What the task asks:
Copy all the records below, swapping every "pixel coordinates" for "image coordinates" and leaving everything else unchanged.

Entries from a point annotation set
##############################

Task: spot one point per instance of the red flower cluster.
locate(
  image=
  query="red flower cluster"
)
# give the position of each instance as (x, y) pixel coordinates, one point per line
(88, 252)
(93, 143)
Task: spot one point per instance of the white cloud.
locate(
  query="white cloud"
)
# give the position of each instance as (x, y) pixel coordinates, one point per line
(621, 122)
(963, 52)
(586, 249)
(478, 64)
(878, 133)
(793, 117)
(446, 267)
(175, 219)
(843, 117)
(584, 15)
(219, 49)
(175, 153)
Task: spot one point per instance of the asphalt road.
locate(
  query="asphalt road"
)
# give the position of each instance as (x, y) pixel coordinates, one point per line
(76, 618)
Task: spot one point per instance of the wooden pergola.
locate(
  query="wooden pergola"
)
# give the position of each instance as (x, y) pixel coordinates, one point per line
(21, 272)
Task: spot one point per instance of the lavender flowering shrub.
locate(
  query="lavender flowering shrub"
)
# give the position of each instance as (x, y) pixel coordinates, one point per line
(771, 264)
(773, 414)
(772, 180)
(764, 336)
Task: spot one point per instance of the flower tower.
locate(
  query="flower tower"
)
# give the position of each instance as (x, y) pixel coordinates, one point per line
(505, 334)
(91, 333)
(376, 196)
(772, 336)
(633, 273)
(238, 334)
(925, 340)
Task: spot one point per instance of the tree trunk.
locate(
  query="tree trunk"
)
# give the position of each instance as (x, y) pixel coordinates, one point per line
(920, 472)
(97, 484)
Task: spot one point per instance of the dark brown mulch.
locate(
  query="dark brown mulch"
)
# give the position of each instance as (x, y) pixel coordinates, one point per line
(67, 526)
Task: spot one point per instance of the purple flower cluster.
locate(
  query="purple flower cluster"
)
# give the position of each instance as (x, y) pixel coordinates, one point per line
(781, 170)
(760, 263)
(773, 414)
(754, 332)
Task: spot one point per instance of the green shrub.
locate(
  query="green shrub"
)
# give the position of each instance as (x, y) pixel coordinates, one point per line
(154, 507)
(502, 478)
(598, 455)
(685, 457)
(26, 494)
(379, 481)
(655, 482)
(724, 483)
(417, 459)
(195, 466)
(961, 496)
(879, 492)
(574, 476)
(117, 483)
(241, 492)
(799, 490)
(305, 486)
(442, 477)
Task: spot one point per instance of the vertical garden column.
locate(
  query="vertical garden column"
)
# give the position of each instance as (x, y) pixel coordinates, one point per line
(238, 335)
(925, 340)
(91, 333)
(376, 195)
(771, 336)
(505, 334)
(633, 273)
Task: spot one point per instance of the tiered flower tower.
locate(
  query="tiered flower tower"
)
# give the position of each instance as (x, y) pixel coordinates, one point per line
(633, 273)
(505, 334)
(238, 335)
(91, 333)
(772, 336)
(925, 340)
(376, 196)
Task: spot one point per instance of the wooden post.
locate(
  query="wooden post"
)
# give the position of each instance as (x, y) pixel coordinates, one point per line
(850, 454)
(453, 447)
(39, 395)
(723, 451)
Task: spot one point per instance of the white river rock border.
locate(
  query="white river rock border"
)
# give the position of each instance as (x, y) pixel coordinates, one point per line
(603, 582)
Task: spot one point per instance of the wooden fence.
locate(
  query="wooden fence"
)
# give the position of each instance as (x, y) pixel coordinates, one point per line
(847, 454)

##############################

Solution for this problem:
Task: spot one point per instance of the red flower cluster.
locate(
  image=
  query="red flower cluster"
)
# give the position of each instance as (x, y) image coordinates, one point per line
(88, 252)
(93, 143)
Task: spot one point per instance of the white cloud.
locate(
  query="white cloud"
)
# give the position of each instance as (x, y) image coordinates, one point per line
(621, 122)
(963, 52)
(586, 249)
(478, 64)
(878, 133)
(793, 117)
(446, 267)
(175, 219)
(843, 117)
(584, 15)
(219, 49)
(175, 153)
Task: spot one point per instance of the asphalt road.
locate(
  query="asphalt road"
)
# give the position of each instance as (x, y) image coordinates, one point per line
(76, 618)
Task: spot one point per instance of the wooden pergola.
locate(
  query="wooden pergola"
)
# give the position of each instance as (x, y) image coordinates, one point per line
(21, 272)
Task: spot one point per instance of the lavender flowering shrub.
locate(
  query="lavender flowering shrub"
)
# give the position of each instance as (x, y) image coordinates, one point per line
(771, 264)
(773, 414)
(772, 180)
(764, 336)
Task: spot one point per instance of the flower tower.
locate(
  query="flower tower"
)
# give the position of each instance as (x, y) image coordinates, one point per line
(505, 334)
(91, 333)
(376, 196)
(772, 336)
(633, 273)
(238, 334)
(925, 340)
Task: spot one point per instance of the tree trunk.
locate(
  query="tree trunk"
)
# give the position of each instance as (x, y) image coordinates, one point per line
(920, 472)
(97, 484)
Task: spot one point per instance of the dark brown mulch.
locate(
  query="dark brown mulch"
)
# give the position of each instance as (x, y) image coordinates, one point per line
(67, 526)
Task: spot one point per instance of the purple flower cluster.
locate(
  query="purple flower cluster"
)
# give the position of each instance as (x, y) image coordinates, one point per line
(781, 170)
(760, 263)
(773, 414)
(754, 332)
Task: spot one point per instance of the green shrub.
locate(
  query="green shrub"
)
# give the position of each instance as (x, y) image coordinates, one point per line
(154, 507)
(502, 478)
(598, 455)
(685, 457)
(26, 494)
(379, 481)
(655, 482)
(724, 483)
(417, 459)
(195, 466)
(961, 496)
(879, 492)
(574, 476)
(117, 483)
(241, 492)
(799, 490)
(305, 486)
(442, 477)
Task: spot one point per instance of the vertical garden column.
locate(
  query="vertical garden column"
)
# give the position of each instance as (x, y) image coordinates, one point per line
(238, 335)
(925, 340)
(91, 333)
(376, 195)
(771, 336)
(505, 334)
(633, 273)
Task: spot one point per instance of the tiered flower tower.
locate(
  query="tiered flower tower"
)
# give the position of each instance as (x, y) image coordinates, one point per line
(633, 273)
(505, 334)
(238, 335)
(91, 333)
(772, 336)
(925, 340)
(376, 196)
Task: spot one point per instance of the wooden post.
locate(
  query="wooden post"
)
# give the position of each instance as (x, y) image coordinates, one point per line
(850, 454)
(453, 447)
(39, 395)
(723, 451)
Task: spot one point per instance of the white river rock border.
locate(
  query="white river rock border"
)
# give the position of each instance as (x, y) image coordinates, one point per line
(603, 582)
Task: spot one point per instance of the wooden fence.
locate(
  query="wooden fence"
)
# give the position of each instance as (x, y) image coordinates, one point per line
(847, 454)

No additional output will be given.